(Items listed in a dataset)
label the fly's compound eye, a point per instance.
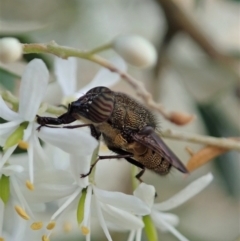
(101, 106)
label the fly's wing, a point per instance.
(148, 137)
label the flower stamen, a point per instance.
(21, 212)
(45, 238)
(29, 185)
(23, 145)
(51, 225)
(85, 230)
(36, 225)
(67, 227)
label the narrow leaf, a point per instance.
(4, 188)
(80, 209)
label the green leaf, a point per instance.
(81, 203)
(150, 229)
(4, 188)
(16, 136)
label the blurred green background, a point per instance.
(192, 75)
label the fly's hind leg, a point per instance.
(132, 161)
(102, 158)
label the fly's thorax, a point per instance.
(96, 105)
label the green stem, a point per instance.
(100, 48)
(150, 228)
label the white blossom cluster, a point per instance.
(49, 174)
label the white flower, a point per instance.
(33, 87)
(66, 74)
(10, 49)
(32, 90)
(135, 50)
(167, 221)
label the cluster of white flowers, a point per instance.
(50, 173)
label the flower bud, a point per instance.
(10, 50)
(135, 50)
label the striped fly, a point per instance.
(128, 128)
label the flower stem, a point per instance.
(100, 48)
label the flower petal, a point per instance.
(69, 200)
(170, 218)
(50, 185)
(76, 141)
(105, 77)
(33, 88)
(146, 193)
(66, 74)
(80, 165)
(11, 169)
(101, 219)
(188, 192)
(162, 223)
(87, 207)
(122, 219)
(6, 113)
(122, 201)
(6, 155)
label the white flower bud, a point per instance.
(10, 50)
(135, 50)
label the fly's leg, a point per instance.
(102, 158)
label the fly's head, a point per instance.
(96, 105)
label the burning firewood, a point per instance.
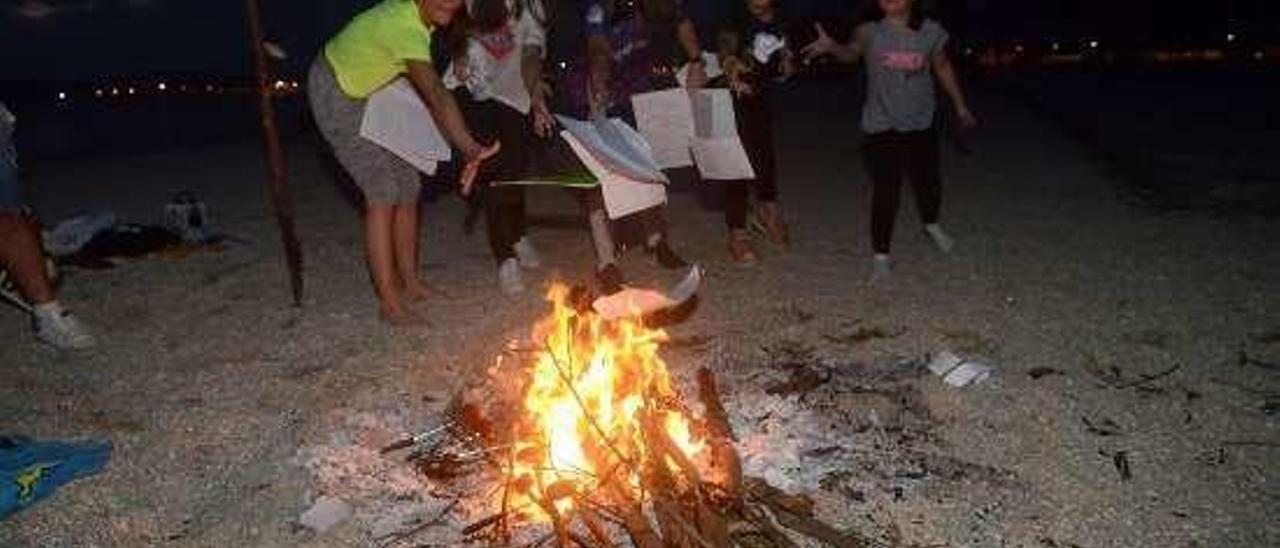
(597, 446)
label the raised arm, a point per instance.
(449, 119)
(599, 58)
(531, 72)
(946, 76)
(844, 53)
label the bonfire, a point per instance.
(590, 444)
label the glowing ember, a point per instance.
(597, 392)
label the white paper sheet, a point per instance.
(617, 147)
(722, 159)
(666, 120)
(713, 114)
(717, 147)
(397, 119)
(622, 195)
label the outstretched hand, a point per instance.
(471, 167)
(819, 46)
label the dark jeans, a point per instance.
(892, 156)
(755, 127)
(503, 205)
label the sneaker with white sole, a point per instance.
(528, 254)
(508, 277)
(63, 330)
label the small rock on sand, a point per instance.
(325, 514)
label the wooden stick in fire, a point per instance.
(721, 437)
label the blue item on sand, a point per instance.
(31, 470)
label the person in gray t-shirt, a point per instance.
(904, 54)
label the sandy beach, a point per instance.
(1111, 328)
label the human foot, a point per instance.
(881, 269)
(772, 224)
(740, 247)
(59, 328)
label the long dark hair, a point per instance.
(920, 10)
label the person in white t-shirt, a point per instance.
(498, 82)
(22, 259)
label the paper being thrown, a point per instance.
(631, 302)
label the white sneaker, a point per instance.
(508, 277)
(528, 254)
(63, 330)
(941, 240)
(881, 269)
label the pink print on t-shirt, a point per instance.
(499, 42)
(903, 60)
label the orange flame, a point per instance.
(589, 391)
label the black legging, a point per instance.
(503, 205)
(892, 156)
(755, 128)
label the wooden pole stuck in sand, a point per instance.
(280, 200)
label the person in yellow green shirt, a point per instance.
(391, 40)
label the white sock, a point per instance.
(940, 238)
(602, 238)
(46, 311)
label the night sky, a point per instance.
(77, 40)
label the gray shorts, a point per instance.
(382, 176)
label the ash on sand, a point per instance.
(854, 437)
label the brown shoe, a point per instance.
(771, 220)
(740, 247)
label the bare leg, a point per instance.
(22, 255)
(382, 263)
(405, 238)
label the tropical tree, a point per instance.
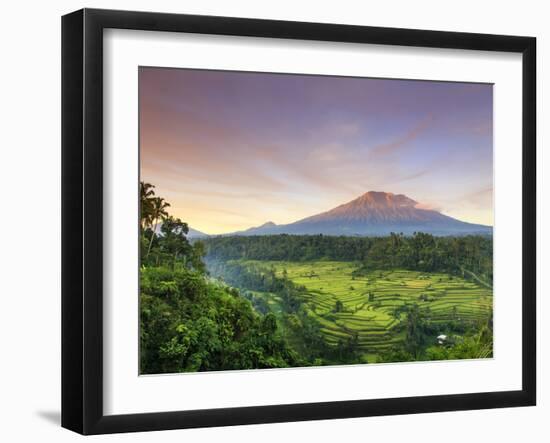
(159, 206)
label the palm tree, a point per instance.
(158, 212)
(147, 194)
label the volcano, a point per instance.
(374, 213)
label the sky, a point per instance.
(232, 150)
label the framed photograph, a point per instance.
(268, 221)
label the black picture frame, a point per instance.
(82, 215)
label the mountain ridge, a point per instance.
(373, 213)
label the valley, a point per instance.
(368, 312)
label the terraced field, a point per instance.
(368, 303)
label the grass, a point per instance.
(369, 301)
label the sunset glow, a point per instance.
(232, 150)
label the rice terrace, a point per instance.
(367, 309)
(312, 220)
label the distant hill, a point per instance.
(374, 213)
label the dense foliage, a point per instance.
(195, 317)
(422, 252)
(189, 322)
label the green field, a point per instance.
(368, 302)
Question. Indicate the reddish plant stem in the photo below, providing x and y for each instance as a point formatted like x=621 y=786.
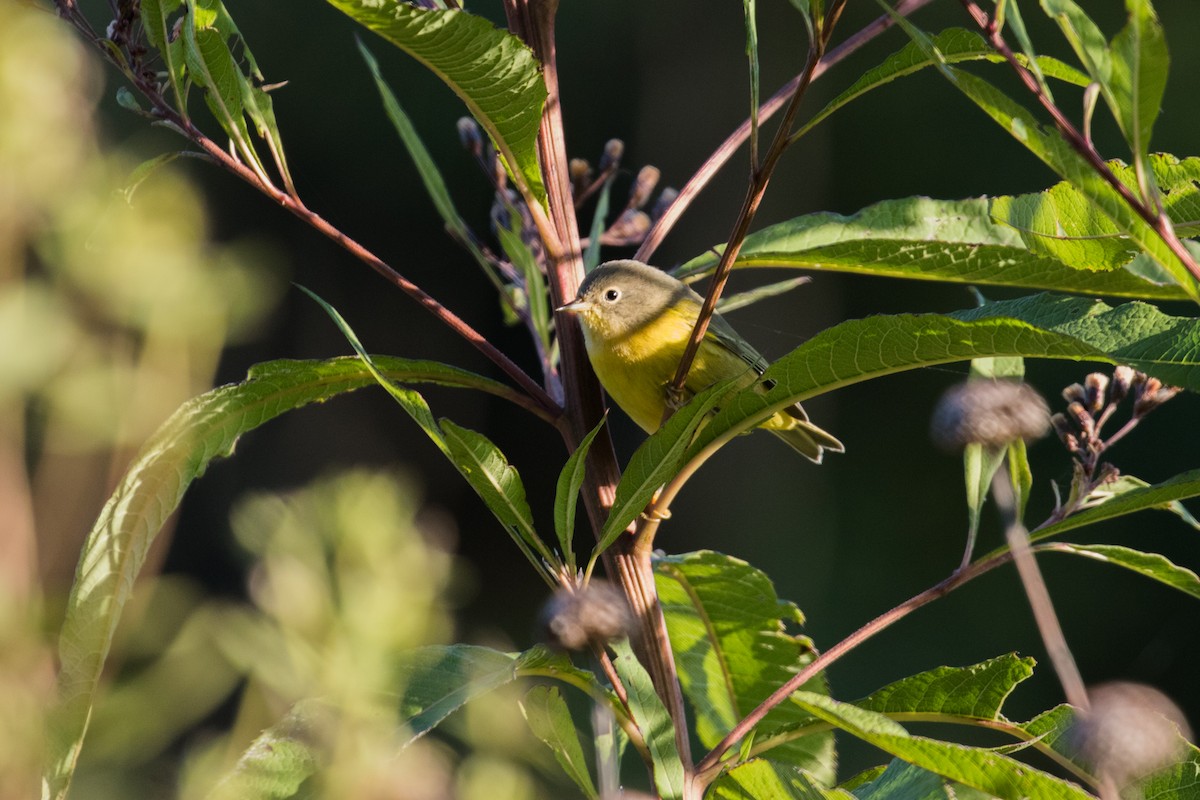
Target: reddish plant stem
x=709 y=767
x=759 y=181
x=1146 y=208
x=723 y=154
x=163 y=109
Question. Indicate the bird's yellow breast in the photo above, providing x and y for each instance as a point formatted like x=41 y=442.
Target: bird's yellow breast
x=636 y=366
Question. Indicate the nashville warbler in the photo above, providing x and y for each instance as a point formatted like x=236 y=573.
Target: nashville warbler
x=636 y=322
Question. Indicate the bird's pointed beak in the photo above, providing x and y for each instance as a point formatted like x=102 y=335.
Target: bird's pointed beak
x=576 y=305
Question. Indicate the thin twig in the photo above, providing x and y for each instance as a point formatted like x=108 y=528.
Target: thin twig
x=317 y=222
x=1039 y=596
x=1146 y=209
x=759 y=181
x=723 y=154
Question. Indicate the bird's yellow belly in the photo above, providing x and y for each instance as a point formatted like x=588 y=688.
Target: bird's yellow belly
x=637 y=367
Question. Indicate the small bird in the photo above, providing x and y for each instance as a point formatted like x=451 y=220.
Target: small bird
x=636 y=323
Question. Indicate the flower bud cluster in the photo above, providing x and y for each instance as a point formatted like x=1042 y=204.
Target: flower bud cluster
x=581 y=615
x=1093 y=402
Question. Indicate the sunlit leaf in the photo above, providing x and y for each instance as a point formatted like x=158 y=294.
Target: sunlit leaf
x=733 y=648
x=550 y=720
x=654 y=722
x=1152 y=565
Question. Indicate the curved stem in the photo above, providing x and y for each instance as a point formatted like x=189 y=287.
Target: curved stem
x=723 y=154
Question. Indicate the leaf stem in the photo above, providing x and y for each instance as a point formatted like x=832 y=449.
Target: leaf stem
x=711 y=765
x=723 y=154
x=293 y=204
x=759 y=180
x=1147 y=208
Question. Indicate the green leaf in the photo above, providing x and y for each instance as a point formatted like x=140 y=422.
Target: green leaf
x=733 y=649
x=491 y=71
x=760 y=779
x=550 y=720
x=534 y=281
x=981 y=769
x=749 y=8
x=1152 y=565
x=567 y=495
x=499 y=486
x=438 y=680
x=955 y=46
x=1039 y=326
x=921 y=239
x=655 y=462
x=1176 y=782
x=1161 y=495
x=653 y=721
x=979 y=464
x=279 y=761
x=1139 y=76
x=204 y=428
x=973 y=692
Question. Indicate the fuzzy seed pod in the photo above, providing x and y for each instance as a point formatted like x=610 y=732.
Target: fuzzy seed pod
x=593 y=614
x=1129 y=732
x=989 y=413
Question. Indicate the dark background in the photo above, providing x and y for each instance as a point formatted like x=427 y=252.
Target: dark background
x=845 y=541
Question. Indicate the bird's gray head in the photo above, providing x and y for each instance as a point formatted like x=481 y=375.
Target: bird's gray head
x=618 y=298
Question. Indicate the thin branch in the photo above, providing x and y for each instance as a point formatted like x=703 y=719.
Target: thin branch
x=709 y=767
x=759 y=181
x=1147 y=209
x=723 y=154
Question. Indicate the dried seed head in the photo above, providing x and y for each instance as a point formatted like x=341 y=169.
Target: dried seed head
x=592 y=614
x=629 y=229
x=1095 y=386
x=989 y=413
x=1122 y=378
x=647 y=179
x=581 y=173
x=613 y=150
x=471 y=136
x=1131 y=731
x=1074 y=394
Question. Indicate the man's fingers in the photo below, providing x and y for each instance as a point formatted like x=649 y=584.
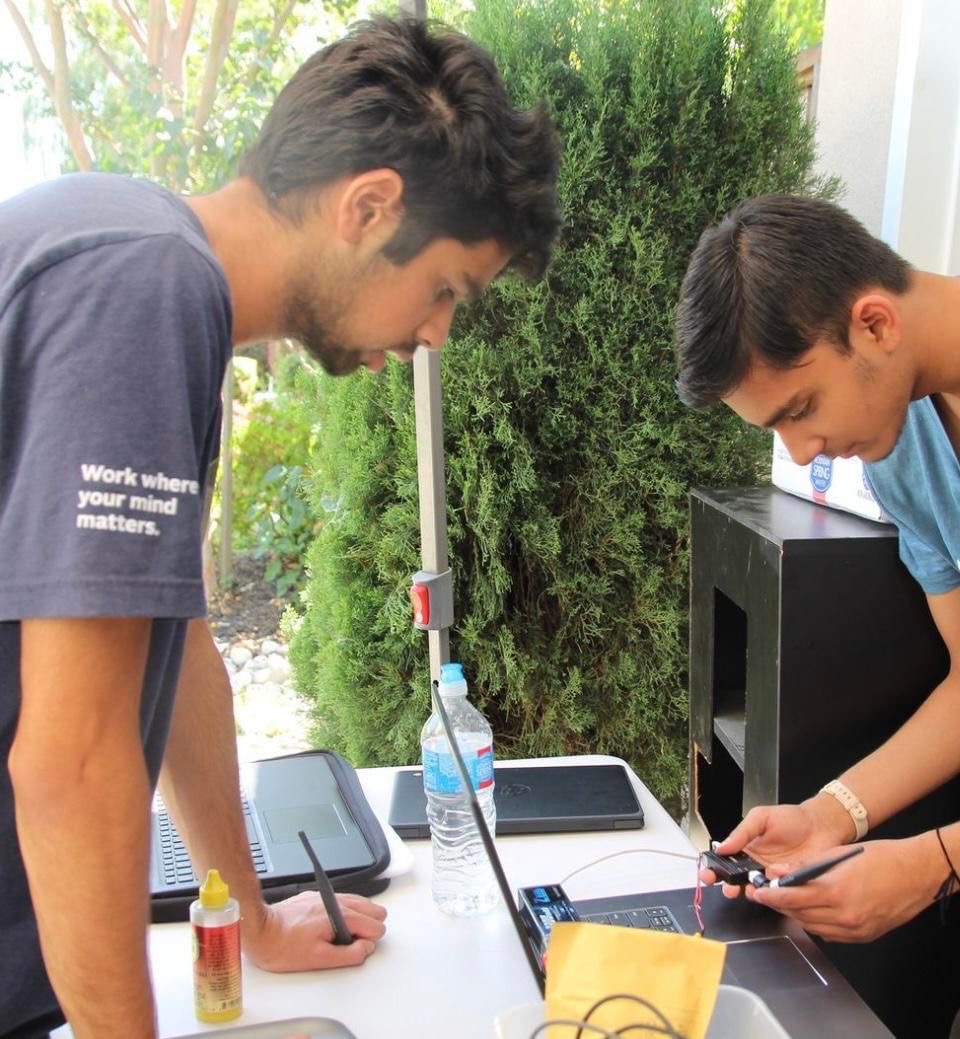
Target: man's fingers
x=731 y=890
x=363 y=926
x=328 y=957
x=750 y=827
x=358 y=903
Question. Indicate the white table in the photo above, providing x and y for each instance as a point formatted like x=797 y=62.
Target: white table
x=433 y=976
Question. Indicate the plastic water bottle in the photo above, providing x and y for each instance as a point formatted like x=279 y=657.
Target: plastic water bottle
x=463 y=882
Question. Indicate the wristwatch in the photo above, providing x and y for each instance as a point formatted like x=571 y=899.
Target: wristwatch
x=852 y=803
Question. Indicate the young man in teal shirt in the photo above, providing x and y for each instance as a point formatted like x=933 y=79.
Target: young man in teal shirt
x=795 y=317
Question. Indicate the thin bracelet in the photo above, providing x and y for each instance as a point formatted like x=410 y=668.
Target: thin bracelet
x=952 y=876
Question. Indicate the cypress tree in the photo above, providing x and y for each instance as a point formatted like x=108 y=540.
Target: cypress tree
x=569 y=458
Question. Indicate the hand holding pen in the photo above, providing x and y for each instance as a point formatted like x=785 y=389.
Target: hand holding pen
x=808 y=873
x=342 y=935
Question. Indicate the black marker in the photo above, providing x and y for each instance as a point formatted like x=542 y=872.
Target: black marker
x=342 y=935
x=808 y=872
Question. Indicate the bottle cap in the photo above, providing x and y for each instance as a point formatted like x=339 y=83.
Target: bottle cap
x=451 y=673
x=214 y=894
x=452 y=682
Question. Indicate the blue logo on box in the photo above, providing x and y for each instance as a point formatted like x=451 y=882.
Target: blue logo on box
x=821 y=473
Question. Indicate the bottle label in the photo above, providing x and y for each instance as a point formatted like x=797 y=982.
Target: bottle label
x=216 y=968
x=439 y=770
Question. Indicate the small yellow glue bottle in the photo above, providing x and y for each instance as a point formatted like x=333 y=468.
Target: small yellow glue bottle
x=215 y=917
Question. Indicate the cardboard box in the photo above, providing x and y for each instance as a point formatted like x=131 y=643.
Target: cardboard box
x=837 y=482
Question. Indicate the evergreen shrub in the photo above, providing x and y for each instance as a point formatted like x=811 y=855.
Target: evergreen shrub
x=569 y=458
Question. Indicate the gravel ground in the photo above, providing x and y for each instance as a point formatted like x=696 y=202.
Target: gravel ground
x=271 y=717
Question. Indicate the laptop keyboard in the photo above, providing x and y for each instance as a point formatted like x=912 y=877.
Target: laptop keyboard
x=174 y=856
x=647 y=918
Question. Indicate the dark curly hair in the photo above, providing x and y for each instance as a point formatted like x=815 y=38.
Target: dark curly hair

TO DO: Which lines of the data contain "below"? Copy them all.

RESPONSE BOX:
Question. Indicate the reddish plant stem in the photo below, providing x and y for each instance as a point formatted like x=621 y=786.
Question. Indicate the man's fingers in the photo below, providing x and y for each instance as a point formatted like x=649 y=584.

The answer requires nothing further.